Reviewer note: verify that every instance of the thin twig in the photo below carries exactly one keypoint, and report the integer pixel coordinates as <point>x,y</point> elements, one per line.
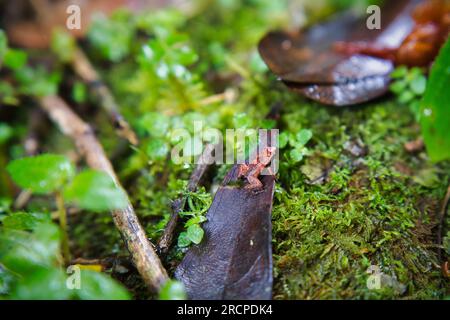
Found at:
<point>87,72</point>
<point>442,213</point>
<point>143,255</point>
<point>204,162</point>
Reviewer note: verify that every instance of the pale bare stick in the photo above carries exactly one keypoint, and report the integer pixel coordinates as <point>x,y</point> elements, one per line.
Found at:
<point>143,255</point>
<point>86,71</point>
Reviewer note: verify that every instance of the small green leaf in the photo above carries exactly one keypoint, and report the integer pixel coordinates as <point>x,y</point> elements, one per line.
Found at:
<point>157,149</point>
<point>79,92</point>
<point>41,174</point>
<point>398,86</point>
<point>25,220</point>
<point>183,240</point>
<point>42,284</point>
<point>283,140</point>
<point>6,132</point>
<point>15,59</point>
<point>195,233</point>
<point>242,120</point>
<point>27,251</point>
<point>98,286</point>
<point>418,85</point>
<point>3,45</point>
<point>63,45</point>
<point>435,113</point>
<point>399,72</point>
<point>296,155</point>
<point>155,123</point>
<point>195,220</point>
<point>405,97</point>
<point>303,137</point>
<point>172,290</point>
<point>95,191</point>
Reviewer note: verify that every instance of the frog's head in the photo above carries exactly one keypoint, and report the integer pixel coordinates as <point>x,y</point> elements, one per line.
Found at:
<point>267,155</point>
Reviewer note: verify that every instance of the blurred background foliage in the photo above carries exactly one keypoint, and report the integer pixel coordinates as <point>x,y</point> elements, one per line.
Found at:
<point>337,211</point>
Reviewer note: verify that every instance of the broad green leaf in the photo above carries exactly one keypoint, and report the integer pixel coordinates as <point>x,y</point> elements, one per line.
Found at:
<point>22,251</point>
<point>399,72</point>
<point>42,284</point>
<point>303,137</point>
<point>3,45</point>
<point>95,191</point>
<point>98,286</point>
<point>183,240</point>
<point>195,233</point>
<point>172,290</point>
<point>435,111</point>
<point>41,174</point>
<point>24,220</point>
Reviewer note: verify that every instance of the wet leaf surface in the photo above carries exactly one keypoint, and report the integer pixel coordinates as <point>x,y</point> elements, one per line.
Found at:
<point>308,64</point>
<point>234,260</point>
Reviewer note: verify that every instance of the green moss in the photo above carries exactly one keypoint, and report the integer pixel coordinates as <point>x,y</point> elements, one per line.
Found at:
<point>364,213</point>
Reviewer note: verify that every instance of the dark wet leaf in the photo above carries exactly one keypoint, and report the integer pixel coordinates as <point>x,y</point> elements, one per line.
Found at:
<point>239,221</point>
<point>307,62</point>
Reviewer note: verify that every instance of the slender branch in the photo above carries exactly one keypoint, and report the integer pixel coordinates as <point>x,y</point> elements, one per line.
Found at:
<point>87,72</point>
<point>63,225</point>
<point>442,213</point>
<point>143,255</point>
<point>203,165</point>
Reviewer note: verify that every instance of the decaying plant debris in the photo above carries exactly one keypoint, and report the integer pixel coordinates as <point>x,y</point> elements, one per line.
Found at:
<point>342,62</point>
<point>353,194</point>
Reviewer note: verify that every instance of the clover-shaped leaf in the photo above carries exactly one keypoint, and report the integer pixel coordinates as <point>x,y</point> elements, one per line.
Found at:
<point>41,174</point>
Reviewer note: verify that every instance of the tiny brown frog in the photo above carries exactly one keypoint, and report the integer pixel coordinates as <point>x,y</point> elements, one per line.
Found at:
<point>251,171</point>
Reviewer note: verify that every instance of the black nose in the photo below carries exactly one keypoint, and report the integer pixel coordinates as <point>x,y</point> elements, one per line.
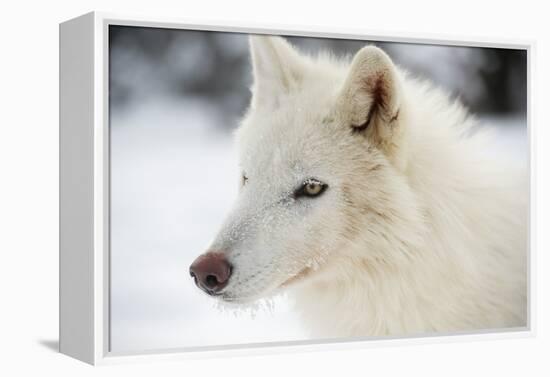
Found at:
<point>211,272</point>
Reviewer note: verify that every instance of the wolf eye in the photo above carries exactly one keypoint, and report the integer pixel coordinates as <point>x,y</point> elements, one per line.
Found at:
<point>311,188</point>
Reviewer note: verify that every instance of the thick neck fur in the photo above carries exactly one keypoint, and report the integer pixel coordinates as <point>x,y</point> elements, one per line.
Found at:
<point>452,252</point>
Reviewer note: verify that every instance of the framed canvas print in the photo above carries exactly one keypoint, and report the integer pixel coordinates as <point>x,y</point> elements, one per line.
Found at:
<point>227,189</point>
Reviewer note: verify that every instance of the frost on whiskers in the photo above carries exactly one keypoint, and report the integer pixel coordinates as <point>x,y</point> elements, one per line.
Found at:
<point>249,309</point>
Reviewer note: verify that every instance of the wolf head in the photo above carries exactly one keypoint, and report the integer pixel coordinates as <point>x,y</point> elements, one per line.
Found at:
<point>322,155</point>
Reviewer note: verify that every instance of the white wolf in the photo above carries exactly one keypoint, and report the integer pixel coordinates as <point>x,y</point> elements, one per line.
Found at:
<point>372,198</point>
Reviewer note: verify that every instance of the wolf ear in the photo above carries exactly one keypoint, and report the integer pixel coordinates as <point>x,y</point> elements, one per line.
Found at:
<point>371,98</point>
<point>277,68</point>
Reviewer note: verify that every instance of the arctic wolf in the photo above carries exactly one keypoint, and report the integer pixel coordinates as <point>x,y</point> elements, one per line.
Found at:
<point>373,199</point>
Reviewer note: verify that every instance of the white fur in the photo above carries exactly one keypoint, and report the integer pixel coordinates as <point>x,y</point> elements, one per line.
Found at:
<point>422,229</point>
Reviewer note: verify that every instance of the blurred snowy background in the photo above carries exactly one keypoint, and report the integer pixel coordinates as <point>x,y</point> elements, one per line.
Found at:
<point>175,98</point>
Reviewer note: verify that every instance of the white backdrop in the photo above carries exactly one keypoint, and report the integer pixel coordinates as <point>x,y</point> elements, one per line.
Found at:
<point>28,196</point>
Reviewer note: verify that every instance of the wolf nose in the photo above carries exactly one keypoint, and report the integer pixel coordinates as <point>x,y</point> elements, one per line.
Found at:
<point>211,272</point>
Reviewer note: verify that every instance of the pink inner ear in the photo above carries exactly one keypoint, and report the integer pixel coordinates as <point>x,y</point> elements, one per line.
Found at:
<point>377,86</point>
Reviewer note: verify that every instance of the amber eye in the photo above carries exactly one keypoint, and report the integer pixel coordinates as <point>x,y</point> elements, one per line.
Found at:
<point>311,188</point>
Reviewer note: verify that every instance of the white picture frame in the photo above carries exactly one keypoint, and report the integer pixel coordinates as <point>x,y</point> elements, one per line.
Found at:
<point>84,189</point>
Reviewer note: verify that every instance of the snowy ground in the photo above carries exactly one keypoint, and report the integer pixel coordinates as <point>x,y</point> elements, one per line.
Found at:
<point>174,177</point>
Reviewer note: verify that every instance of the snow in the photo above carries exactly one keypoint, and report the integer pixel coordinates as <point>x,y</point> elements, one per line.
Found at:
<point>174,177</point>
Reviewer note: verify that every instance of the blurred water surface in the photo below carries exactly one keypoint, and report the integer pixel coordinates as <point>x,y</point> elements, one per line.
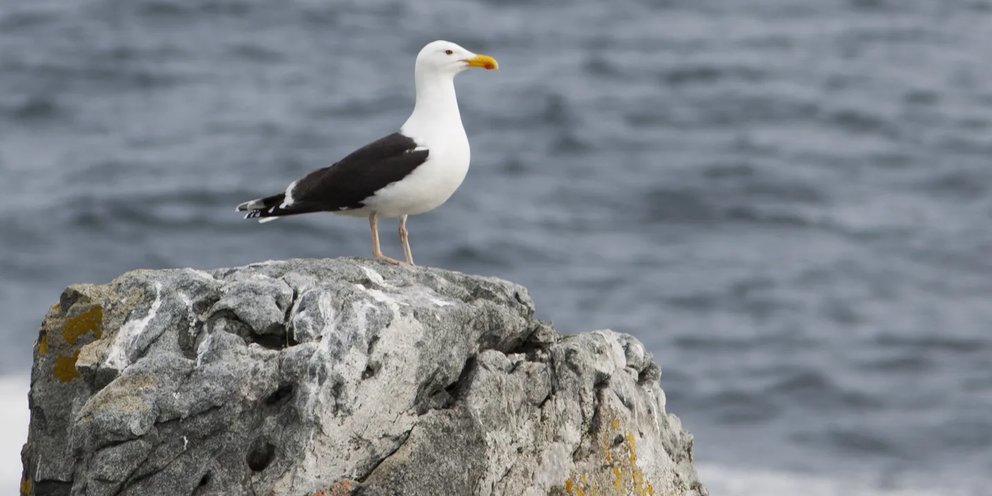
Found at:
<point>787,201</point>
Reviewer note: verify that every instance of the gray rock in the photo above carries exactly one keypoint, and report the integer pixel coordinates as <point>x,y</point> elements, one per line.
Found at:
<point>339,377</point>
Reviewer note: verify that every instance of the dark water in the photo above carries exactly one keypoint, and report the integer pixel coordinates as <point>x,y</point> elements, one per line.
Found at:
<point>789,202</point>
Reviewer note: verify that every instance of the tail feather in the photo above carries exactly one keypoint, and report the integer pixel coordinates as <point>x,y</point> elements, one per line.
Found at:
<point>266,209</point>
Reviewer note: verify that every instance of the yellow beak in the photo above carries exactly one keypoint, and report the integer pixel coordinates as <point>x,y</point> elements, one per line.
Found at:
<point>484,61</point>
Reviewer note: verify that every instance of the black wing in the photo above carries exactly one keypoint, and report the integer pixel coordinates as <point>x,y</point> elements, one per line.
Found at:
<point>346,184</point>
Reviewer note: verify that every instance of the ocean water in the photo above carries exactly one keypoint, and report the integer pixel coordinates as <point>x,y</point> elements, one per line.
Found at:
<point>788,201</point>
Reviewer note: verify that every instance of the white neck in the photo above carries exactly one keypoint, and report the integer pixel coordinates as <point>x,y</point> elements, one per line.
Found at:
<point>436,104</point>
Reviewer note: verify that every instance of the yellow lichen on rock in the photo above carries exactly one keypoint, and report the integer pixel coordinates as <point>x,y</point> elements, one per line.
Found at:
<point>65,367</point>
<point>88,320</point>
<point>623,476</point>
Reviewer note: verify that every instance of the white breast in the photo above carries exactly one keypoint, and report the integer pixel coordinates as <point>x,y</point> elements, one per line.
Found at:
<point>435,124</point>
<point>430,184</point>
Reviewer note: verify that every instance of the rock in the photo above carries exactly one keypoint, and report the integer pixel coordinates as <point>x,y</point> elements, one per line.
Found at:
<point>334,377</point>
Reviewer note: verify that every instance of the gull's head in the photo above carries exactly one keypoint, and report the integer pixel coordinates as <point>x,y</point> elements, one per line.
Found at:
<point>445,57</point>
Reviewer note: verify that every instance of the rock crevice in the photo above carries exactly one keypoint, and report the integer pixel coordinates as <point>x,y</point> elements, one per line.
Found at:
<point>339,377</point>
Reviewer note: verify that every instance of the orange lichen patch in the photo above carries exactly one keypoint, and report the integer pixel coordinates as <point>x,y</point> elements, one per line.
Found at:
<point>86,321</point>
<point>65,367</point>
<point>342,487</point>
<point>620,474</point>
<point>631,448</point>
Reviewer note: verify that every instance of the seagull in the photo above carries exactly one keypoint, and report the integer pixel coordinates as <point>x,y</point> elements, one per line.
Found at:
<point>408,172</point>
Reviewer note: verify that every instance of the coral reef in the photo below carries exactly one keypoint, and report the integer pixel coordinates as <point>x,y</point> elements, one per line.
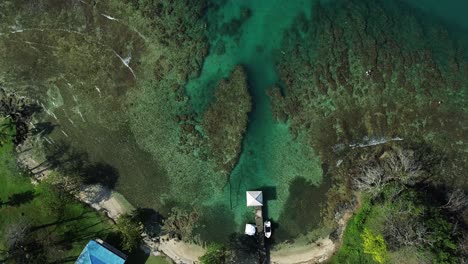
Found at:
<point>369,69</point>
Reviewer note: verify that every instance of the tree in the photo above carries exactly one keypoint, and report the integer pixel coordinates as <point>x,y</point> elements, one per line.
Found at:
<point>181,224</point>
<point>374,245</point>
<point>130,230</point>
<point>457,201</point>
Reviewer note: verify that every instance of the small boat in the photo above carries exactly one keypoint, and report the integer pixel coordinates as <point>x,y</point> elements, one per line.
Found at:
<point>267,227</point>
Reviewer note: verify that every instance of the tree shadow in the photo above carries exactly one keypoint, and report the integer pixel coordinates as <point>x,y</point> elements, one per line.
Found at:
<point>18,199</point>
<point>302,210</point>
<point>20,110</point>
<point>100,173</point>
<point>151,219</point>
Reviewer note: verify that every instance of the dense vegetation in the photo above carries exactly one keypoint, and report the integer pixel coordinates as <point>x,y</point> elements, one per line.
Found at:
<point>380,90</point>
<point>404,217</point>
<point>40,223</point>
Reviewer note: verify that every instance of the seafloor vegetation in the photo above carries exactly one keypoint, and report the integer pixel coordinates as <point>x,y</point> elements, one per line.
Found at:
<point>184,105</point>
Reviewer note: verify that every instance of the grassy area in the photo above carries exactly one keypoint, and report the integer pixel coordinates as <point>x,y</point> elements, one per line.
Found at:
<point>352,248</point>
<point>158,260</point>
<point>56,227</point>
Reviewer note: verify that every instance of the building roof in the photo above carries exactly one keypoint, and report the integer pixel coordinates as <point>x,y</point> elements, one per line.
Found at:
<point>254,198</point>
<point>96,253</point>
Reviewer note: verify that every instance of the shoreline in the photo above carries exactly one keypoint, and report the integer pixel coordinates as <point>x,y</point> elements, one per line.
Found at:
<point>114,204</point>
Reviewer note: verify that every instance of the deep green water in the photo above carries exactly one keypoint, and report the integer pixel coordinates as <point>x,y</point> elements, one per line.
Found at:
<point>246,32</point>
<point>271,160</point>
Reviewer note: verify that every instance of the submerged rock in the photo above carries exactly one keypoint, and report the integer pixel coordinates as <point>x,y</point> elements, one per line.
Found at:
<point>225,121</point>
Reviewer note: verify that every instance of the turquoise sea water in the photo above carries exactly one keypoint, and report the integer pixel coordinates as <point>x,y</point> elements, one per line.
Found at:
<point>245,32</point>
<point>271,159</point>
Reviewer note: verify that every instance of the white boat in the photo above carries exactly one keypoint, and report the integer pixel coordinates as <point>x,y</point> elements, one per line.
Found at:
<point>267,227</point>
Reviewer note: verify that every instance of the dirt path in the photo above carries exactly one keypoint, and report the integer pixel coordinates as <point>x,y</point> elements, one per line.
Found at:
<point>181,252</point>
<point>317,252</point>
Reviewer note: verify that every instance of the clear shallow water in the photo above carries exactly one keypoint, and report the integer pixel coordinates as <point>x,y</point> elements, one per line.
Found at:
<point>271,158</point>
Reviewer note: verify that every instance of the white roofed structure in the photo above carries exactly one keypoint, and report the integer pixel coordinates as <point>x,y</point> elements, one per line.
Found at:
<point>250,229</point>
<point>254,198</point>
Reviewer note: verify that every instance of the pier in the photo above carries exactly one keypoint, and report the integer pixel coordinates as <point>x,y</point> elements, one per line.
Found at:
<point>255,200</point>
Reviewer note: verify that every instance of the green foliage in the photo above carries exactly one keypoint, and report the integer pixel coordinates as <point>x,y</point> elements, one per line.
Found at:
<point>7,130</point>
<point>352,248</point>
<point>215,254</point>
<point>42,225</point>
<point>130,230</point>
<point>374,245</point>
<point>443,242</point>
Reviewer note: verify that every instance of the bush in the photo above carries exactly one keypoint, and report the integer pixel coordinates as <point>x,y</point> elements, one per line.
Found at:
<point>374,245</point>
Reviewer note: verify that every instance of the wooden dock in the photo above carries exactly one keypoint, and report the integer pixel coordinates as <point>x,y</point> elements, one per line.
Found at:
<point>259,219</point>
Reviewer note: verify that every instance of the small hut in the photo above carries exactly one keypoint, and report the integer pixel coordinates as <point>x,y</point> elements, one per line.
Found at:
<point>254,198</point>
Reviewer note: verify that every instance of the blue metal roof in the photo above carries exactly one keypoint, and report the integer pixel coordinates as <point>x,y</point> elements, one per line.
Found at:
<point>95,253</point>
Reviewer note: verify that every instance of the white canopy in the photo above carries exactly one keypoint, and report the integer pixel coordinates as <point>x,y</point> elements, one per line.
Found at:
<point>250,229</point>
<point>254,198</point>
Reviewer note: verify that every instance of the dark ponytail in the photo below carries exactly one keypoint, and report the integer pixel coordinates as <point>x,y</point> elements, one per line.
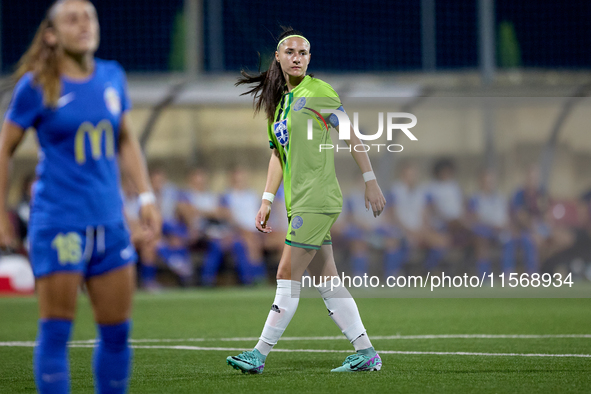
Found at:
<point>268,85</point>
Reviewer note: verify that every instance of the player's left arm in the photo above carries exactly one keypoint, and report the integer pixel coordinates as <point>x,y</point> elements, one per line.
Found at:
<point>134,165</point>
<point>373,193</point>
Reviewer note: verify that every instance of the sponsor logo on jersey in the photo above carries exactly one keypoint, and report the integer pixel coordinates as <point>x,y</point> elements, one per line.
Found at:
<point>299,104</point>
<point>280,130</point>
<point>113,101</point>
<point>297,222</point>
<point>127,253</point>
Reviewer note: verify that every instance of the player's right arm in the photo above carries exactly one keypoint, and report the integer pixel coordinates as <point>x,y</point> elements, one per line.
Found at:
<point>10,137</point>
<point>274,177</point>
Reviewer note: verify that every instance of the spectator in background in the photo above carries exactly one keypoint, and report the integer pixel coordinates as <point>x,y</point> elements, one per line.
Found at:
<point>362,230</point>
<point>200,208</point>
<point>174,252</point>
<point>528,207</point>
<point>201,211</point>
<point>488,212</point>
<point>534,226</point>
<point>145,246</point>
<point>447,209</point>
<point>23,209</point>
<point>411,204</point>
<point>274,241</point>
<point>240,204</point>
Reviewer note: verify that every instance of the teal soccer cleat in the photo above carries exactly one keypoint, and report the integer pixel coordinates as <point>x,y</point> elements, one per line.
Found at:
<point>360,363</point>
<point>250,361</point>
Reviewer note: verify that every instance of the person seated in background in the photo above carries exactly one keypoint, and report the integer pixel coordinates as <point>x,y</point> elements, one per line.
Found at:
<point>239,205</point>
<point>173,250</point>
<point>167,195</point>
<point>167,199</point>
<point>200,209</point>
<point>533,225</point>
<point>488,213</point>
<point>274,241</point>
<point>363,230</point>
<point>145,246</point>
<point>446,210</point>
<point>411,202</point>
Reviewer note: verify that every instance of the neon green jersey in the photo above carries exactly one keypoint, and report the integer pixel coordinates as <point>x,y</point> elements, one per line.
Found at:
<point>309,177</point>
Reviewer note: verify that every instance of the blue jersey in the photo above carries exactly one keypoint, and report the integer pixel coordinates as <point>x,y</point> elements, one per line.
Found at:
<point>78,174</point>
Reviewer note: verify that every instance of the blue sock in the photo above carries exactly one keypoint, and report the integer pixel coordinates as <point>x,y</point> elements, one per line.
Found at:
<point>243,266</point>
<point>394,261</point>
<point>433,258</point>
<point>112,359</point>
<point>148,273</point>
<point>212,262</point>
<point>50,357</point>
<point>359,263</point>
<point>483,266</point>
<point>531,253</point>
<point>508,259</point>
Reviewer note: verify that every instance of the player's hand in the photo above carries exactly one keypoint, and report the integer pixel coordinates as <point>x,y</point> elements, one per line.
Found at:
<point>7,237</point>
<point>263,217</point>
<point>374,198</point>
<point>151,221</point>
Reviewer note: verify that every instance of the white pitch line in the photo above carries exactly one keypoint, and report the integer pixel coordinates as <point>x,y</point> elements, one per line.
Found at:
<point>237,349</point>
<point>324,338</point>
<point>341,337</point>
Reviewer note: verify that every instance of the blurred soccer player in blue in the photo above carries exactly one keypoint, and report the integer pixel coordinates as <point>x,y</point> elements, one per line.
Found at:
<point>362,231</point>
<point>528,209</point>
<point>447,207</point>
<point>240,203</point>
<point>489,216</point>
<point>78,104</point>
<point>411,203</point>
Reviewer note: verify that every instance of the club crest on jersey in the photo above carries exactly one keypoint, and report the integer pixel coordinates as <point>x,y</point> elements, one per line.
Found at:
<point>113,101</point>
<point>280,130</point>
<point>297,222</point>
<point>299,104</point>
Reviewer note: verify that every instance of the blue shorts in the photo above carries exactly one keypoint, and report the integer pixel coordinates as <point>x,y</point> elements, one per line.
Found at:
<point>353,232</point>
<point>91,251</point>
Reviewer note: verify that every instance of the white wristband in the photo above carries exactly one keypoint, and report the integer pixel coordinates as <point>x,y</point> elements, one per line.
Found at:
<point>269,197</point>
<point>147,198</point>
<point>369,176</point>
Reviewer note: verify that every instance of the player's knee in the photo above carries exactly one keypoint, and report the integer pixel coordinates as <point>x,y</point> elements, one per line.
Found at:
<point>114,336</point>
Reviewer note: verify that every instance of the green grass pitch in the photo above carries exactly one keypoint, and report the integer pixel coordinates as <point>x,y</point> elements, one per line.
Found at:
<point>222,318</point>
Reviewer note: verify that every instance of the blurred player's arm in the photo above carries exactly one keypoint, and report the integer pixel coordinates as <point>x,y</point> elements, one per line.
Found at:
<point>274,177</point>
<point>10,137</point>
<point>373,194</point>
<point>134,165</point>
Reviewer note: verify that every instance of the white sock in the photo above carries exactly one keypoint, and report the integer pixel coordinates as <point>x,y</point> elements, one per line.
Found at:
<point>343,311</point>
<point>284,306</point>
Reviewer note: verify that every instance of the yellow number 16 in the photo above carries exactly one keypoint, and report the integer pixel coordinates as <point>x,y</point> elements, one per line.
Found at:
<point>95,135</point>
<point>69,248</point>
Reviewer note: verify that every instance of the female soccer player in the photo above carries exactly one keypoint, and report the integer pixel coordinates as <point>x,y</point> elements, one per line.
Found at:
<point>78,105</point>
<point>313,198</point>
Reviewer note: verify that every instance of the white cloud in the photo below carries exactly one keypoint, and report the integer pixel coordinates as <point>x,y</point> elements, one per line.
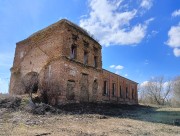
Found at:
<point>176,13</point>
<point>176,52</point>
<point>147,4</point>
<point>174,39</point>
<point>118,67</point>
<point>174,36</point>
<point>143,84</point>
<point>112,26</point>
<point>146,62</point>
<point>112,66</point>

•••

▶ Task details: Rewrite the records from the line with "Reviewer note: verify that every instance of the clover-shaped" up to and including the line with "<point>277,68</point>", replacing "Found at" with "Located at" and leaving everything else unchanged. Reproduce only those lines, and omit the pictures.

▶ Result of this exercise:
Reviewer note: verify that every instance of the clover-shaped leaf in the photo above carries exactly one keypoint, and report the integer pixel coordinates as <point>x,y</point> elements, one per line.
Located at:
<point>41,174</point>
Reviewer note: verify that every instance of the tiny brown frog in the photo above carries exactly one keypoint, and report the integer pixel coordinates as <point>x,y</point> elements, one per line.
Located at:
<point>251,171</point>
Reviewer note: verify that every instance of the black nose in the photo below carries exactly one keypoint, and report the integer pixel coordinates as <point>x,y</point> elements, one per line.
Located at:
<point>211,272</point>
Reviewer note: verify that every instance of the wolf eye in the photo above carries exactly one keypoint, and report the integer pixel coordinates as <point>x,y</point> elements, one per line.
Located at:
<point>311,188</point>
Reviewer note: verify that every instance of the thick neck fur in the photo above carries exactly one keypoint, and report the integer pixel coordinates as <point>x,y</point> elements, one per line.
Located at:
<point>452,252</point>
Reviewer note: verify that every instance of the framed canvas print in the photo above carries exactly one keypoint, and report the integer pixel coordinates as <point>x,y</point> elements, one per line.
Located at:
<point>227,189</point>
Reviewer note: verify that every instance of the frost on whiskers in the photo above carries exactly one keypoint, and report the integer pixel coordinates as <point>x,y</point> elements, one per line.
Located at:
<point>249,309</point>
Reviewer note: verify that every instance of the wolf head in the photo above carries exactly one keypoint, and report the integer pixel coordinates as <point>x,y</point> elements, one per line.
Located at:
<point>322,155</point>
Reviewer note: verify that every instance of the white wolf in the photo above carries exactly one keypoint, and report the integer pixel coordinates as <point>x,y</point> elements, one per line.
Located at:
<point>372,198</point>
Reviewer note: verify that every instance of the wolf ear in the photo above carries exactly one keypoint, and report the integer pixel coordinates as <point>x,y</point> elements, one per line.
Located at:
<point>371,98</point>
<point>277,68</point>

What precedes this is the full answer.